### Page excerpt
_____

In this lab session, we will look at Dutch dialect data. Make sure you have the most recent version of R
64 bits installed.
You can download the R markdown file here: lab5.Rmd, add your answers to this file, and generate the HTML report (see also the final section).
Load the required packages and download the required files
# test if the necessary packages are installed if not, install them
packages <- c("mgcv", "itsadug", "car")
if (length(setdiff(packages, rownames(installed.packages()))) > 0) {
install.packages(setdiff(packages, rownames(installed.packages())), repos="http://cran.us.r-project.org")
}
# load the packages
library(mgcv)
library(itsadug)
library(car)
# download and load the following files containing the dataset and some functions:
download.file("http://www.let.rug.nl/wieling/statscourse/lecture5/lab/functions.R", "functions.R")
download.file("http://www.let.rug.nl/wieling/statscourse/lecture5/lab/dialectdata.rda", "dialectdata.rda")
source("functions.R") # custom plotting functions
load("dialectdata.rda") # Dutch dialect data, subset of 48 words
# display version information
R.version.string
packageVersion("mgcv")
packageVersion("itsadug")
packageVersion("car")
Look at the data to discover its structure. Note that predictors were standardized (z-transformed) and log-transformed (if appropriate). The dependent variable (LD
) was centered. To z-transform a variable, you can use scale(dat$predictor)
. To center a variable, you can use scale(dat$predictor,scale=F)
. To log-transform you can use log(dat$predictor)
. You can check if log-transorming is necessary by plotting the density of the predictor with plot(density(dat$predictor))
.
Investigate the data yourself.

_____

### Recorded data
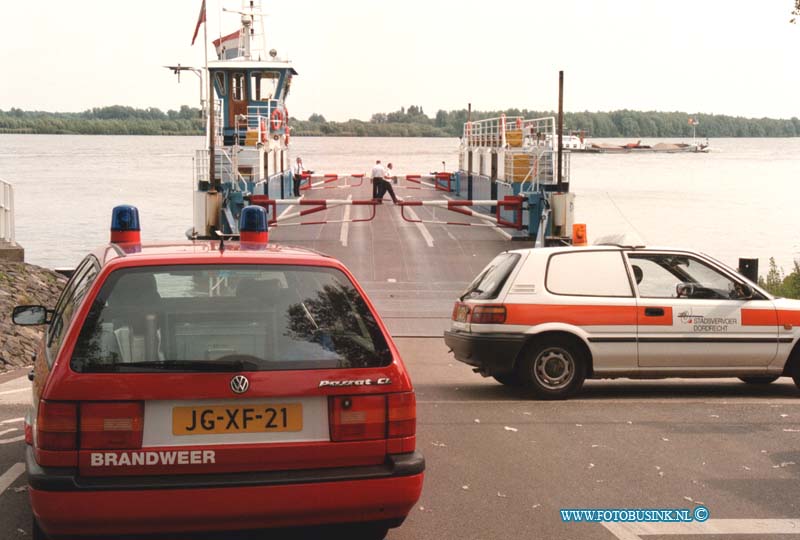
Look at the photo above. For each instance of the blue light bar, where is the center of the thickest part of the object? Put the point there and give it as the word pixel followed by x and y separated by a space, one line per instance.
pixel 125 218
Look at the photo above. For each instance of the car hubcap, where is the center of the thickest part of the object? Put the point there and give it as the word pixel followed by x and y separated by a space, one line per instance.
pixel 554 368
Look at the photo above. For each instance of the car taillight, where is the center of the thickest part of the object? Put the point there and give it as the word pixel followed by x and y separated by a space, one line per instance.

_____

### Required tasks
A – In the R lab page, what was done to the dependent variable LD?
B – Write out all of the entries that follow the R lab page word for word, leaving out the pictures.
The R lab page and the entries are unrelated to each other.

### Solution set
A – It was centered.

B –
Look at the photo above. For each instance of the blue light bar, where is the center of the thickest part of the object? Put the point there and give it as the word pixel followed by x and y separated by a space, one line per instance.
pixel 125 218
Look at the photo above. For each instance of the car hubcap, where is the center of the thickest part of the object? Put the point there and give it as the word pixel followed by x and y separated by a space, one line per instance.
pixel 554 368
Look at the photo above. For each instance of the car taillight, where is the center of the thickest part of the object? Put the point there and give it as the word pixel followed by x and y separated by a space, one line per instance.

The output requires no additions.